§ **Выбранный отрывок**:
++++++++
Трудно не заметить и то, что Зеки уверенно сравнивает художника с учёным. Возможно, через это проявляется универсальная притягательность творческого ремесла, ведь если художник – немного учёный, то и учёный – немного художник. Однако использованное сопоставление всё-таки вызывает сомнения, поскольку творчество редко включает предугадывание результата. Так что Микеланджело вряд ли уместно называть нейробиологом – в создании его произведений слишком важна неаналитическая составляющая[126].
Говоря это, мы вовсе не пытаемся нагнать тумана или создать атмосферу творческого таинства, что было бы странно в свете всего изложенного выше. Тем не менее здесь важно понимать: люди могут сколько угодно связывать творчество с метафизикой или мистикой, но мечта Льва Выготского уже осуществилась. Он был убеждён, что рано или поздно сугубо рациональная природа искусства будет доказана. Это случилось. Художественное произведение является порождением именно мозга, а вовсе не сердца (творческий потенциал насосов едва ли заслуживает обсуждения) и вряд ли души. Это не значит, что искусство подчиняется логике и вообще осознанно, – но именно по озвученной причине, во-первых, Микеланджело ни в коем случае не работал как нейробиолог; а во-вторых, процесс создания произведений прекрасно моделируется с помощью нейросетей.
++++++++
§ **Исходные записи**:
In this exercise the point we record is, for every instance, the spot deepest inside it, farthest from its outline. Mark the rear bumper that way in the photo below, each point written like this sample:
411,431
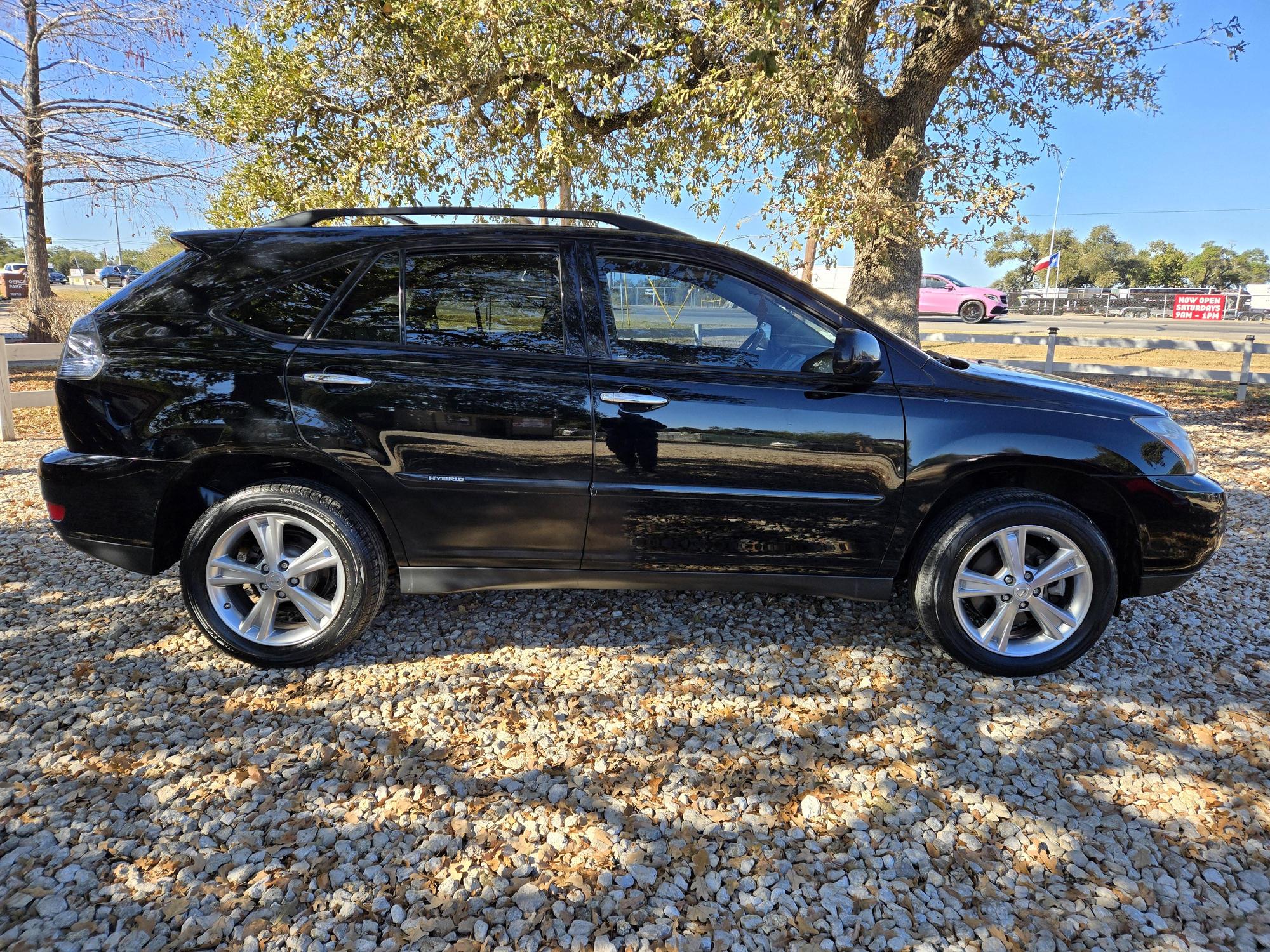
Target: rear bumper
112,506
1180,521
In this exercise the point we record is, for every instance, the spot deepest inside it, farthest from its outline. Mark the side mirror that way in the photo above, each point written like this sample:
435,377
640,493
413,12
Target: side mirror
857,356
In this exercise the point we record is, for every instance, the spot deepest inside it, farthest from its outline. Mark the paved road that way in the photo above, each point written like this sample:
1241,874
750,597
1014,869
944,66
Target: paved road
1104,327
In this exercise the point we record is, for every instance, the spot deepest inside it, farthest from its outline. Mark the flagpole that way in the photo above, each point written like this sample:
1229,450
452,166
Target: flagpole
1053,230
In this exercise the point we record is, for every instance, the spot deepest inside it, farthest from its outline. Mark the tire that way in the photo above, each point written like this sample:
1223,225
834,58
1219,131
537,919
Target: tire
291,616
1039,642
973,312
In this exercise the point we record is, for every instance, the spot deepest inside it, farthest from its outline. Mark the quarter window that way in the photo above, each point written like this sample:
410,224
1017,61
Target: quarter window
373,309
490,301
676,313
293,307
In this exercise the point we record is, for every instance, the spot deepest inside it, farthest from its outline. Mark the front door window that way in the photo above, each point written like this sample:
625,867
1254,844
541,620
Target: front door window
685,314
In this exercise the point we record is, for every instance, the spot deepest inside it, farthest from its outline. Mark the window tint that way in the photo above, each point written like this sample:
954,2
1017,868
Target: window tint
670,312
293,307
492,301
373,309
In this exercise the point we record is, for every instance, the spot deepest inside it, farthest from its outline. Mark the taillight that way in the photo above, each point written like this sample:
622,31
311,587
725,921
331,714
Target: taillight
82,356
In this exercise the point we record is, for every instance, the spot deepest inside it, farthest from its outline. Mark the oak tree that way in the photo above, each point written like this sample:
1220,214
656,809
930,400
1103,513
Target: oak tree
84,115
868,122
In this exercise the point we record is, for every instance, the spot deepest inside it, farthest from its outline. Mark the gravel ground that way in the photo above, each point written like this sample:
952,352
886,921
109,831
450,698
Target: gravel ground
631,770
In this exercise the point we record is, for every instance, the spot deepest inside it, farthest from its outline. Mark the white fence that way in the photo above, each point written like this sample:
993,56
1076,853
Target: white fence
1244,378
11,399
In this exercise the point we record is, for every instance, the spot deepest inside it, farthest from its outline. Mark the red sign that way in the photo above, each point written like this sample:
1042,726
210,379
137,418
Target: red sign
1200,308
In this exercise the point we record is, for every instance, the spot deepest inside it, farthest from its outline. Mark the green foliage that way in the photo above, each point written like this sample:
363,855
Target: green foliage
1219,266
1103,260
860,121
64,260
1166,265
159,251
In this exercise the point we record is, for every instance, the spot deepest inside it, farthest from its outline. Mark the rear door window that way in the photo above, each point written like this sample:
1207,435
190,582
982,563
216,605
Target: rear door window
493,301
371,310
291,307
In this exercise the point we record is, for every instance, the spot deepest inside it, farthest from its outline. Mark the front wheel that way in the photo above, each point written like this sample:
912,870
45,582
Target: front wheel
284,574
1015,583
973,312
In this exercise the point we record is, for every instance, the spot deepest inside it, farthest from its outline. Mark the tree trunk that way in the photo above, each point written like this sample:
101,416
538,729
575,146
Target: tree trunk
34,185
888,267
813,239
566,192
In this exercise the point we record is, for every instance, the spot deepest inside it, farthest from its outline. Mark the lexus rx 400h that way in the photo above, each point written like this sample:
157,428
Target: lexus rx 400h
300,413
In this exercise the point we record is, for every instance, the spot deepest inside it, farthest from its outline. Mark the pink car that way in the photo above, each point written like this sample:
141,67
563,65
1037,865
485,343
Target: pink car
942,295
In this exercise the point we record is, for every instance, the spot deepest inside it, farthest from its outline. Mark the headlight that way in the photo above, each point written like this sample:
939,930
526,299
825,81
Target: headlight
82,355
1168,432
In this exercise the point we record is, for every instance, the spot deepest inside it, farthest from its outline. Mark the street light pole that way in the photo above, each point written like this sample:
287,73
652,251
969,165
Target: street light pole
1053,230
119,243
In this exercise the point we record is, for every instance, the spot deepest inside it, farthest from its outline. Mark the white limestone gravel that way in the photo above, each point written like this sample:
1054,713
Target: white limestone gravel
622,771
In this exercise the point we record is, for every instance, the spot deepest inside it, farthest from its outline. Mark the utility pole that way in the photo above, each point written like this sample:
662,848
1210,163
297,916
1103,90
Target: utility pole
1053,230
++++++++
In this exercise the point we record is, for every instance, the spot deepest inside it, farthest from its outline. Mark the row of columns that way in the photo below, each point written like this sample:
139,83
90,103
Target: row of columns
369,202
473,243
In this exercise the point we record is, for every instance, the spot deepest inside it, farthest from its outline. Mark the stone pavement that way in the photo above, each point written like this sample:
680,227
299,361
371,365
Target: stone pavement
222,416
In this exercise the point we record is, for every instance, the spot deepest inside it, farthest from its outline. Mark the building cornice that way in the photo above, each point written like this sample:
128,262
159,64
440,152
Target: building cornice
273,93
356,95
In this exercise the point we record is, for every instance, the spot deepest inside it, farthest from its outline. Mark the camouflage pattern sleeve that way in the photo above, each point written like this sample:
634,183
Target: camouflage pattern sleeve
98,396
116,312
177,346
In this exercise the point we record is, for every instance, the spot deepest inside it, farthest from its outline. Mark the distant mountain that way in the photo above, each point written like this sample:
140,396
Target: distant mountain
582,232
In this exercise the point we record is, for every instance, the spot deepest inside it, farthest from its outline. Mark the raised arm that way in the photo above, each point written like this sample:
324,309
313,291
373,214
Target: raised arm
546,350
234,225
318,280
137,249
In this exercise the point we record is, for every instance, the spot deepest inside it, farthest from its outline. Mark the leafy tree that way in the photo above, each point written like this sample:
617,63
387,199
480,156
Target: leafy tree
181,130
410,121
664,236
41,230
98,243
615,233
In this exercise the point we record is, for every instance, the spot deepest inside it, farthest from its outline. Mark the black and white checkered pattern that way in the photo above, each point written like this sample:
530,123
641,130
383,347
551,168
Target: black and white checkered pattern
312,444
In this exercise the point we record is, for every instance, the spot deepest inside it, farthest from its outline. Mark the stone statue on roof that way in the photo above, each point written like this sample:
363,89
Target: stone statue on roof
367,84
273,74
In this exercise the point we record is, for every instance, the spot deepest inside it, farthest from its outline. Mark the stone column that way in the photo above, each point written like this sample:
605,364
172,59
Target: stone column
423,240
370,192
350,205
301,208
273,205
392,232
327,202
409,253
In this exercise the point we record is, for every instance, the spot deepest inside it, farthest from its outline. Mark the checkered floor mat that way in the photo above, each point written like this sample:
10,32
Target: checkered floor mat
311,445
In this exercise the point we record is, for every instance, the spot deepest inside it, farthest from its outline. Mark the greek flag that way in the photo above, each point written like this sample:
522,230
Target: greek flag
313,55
++++++++
§ **Задание**:
Перепишите часть отрывка, заменив «нейросетей» на «нейронных сетей»: начните со слов «Говоря это, мы» и остановитесь после слов «с помощью нейросетей.».

§ **Ответ**:
Говоря это, мы вовсе не пытаемся нагнать тумана или создать атмосферу творческого таинства, что было бы странно в свете всего изложенного выше. Тем не менее здесь важно понимать: люди могут сколько угодно связывать творчество с метафизикой или мистикой, но мечта Льва Выготского уже осуществилась. Он был убеждён, что рано или поздно сугубо рациональная природа искусства будет доказана. Это случилось. Художественное произведение является порождением именно мозга, а вовсе не сердца (творческий потенциал насосов едва ли заслуживает обсуждения) и вряд ли души. Это не значит, что искусство подчиняется логике и вообще осознанно, – но именно по озвученной причине, во-первых, Микеланджело ни в коем случае не работал как нейробиолог; а во-вторых, процесс создания произведений прекрасно моделируется с помощью нейронных сетей.